*AIM OF THE TASK:* Reproduce the closing part of the entries exactly: the line with "Target: snow patch" and all lines after it, ending with the last line, and nothing else.

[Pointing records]
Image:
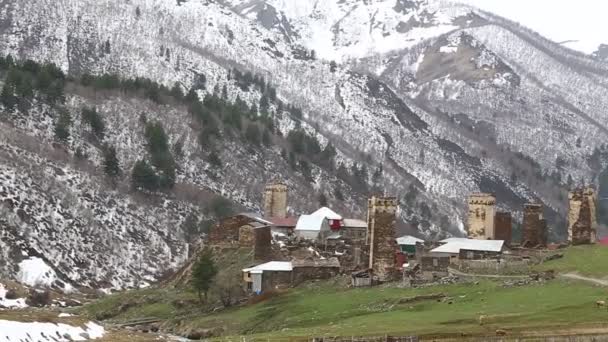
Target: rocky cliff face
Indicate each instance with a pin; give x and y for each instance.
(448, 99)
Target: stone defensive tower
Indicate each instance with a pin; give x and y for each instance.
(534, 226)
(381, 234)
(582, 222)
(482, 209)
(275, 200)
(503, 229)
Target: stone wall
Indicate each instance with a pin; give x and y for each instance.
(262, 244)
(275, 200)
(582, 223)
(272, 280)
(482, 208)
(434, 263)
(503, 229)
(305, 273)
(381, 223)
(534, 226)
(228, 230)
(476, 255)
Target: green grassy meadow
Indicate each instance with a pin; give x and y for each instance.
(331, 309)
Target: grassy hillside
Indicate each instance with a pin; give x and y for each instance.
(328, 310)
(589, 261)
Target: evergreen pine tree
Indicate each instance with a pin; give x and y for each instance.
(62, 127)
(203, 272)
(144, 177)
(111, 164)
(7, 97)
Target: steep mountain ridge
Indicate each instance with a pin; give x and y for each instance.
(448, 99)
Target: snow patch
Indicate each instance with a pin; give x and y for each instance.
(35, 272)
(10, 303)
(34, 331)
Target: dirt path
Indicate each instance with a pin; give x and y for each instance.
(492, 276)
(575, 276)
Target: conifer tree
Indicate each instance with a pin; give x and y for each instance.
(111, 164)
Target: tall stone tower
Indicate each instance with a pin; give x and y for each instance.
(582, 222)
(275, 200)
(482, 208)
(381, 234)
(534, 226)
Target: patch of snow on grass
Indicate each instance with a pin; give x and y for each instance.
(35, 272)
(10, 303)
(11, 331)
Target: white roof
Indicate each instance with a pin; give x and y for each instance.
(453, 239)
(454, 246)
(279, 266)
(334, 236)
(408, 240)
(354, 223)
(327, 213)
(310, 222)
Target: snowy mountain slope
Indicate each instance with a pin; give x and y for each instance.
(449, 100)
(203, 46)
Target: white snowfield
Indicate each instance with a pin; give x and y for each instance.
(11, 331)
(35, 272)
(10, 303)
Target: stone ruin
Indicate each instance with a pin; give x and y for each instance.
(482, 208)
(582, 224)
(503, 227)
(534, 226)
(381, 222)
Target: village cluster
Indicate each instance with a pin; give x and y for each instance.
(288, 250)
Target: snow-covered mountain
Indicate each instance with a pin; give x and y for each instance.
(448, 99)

*SOLUTION FOR THIS EXERCISE:*
Target: snow patch
Indicate each instance with a pin; give x and y for each instance.
(35, 272)
(10, 303)
(34, 331)
Target: dirt path
Indicate each instance with a pin; give x and y for each instance.
(492, 276)
(575, 276)
Target: conifer tree
Indicate each instance with a pin; give x and y for each instance.
(111, 164)
Target: tall stone tower
Indicate each instance with a pin; give x and y for each instance.
(582, 222)
(275, 200)
(482, 208)
(381, 234)
(534, 226)
Target: patch of snow on grass
Indicate each instance with a pin; give x and y for each instance.
(35, 272)
(10, 303)
(11, 331)
Target: white roof
Indicate each instance with a pin; give x and y for each instance.
(453, 239)
(454, 246)
(279, 266)
(334, 236)
(408, 240)
(354, 223)
(327, 213)
(310, 222)
Target: snowy mountain slope
Indicate each instance with a pin; give x and y for each instance.
(449, 100)
(203, 46)
Target: white snowfield
Indicate each instance with a pin; give x and y for each instance.
(11, 331)
(35, 272)
(10, 303)
Target: stone ruin
Indicate each instance with a pin; give x and y for each instance.
(482, 208)
(582, 224)
(503, 227)
(534, 226)
(381, 222)
Target: village cluster
Indicate each instance with a pin; give x and y for each instance.
(288, 250)
Target: snow-covered mountain
Indicate each instance with a pin; give x and y for each instance.
(448, 99)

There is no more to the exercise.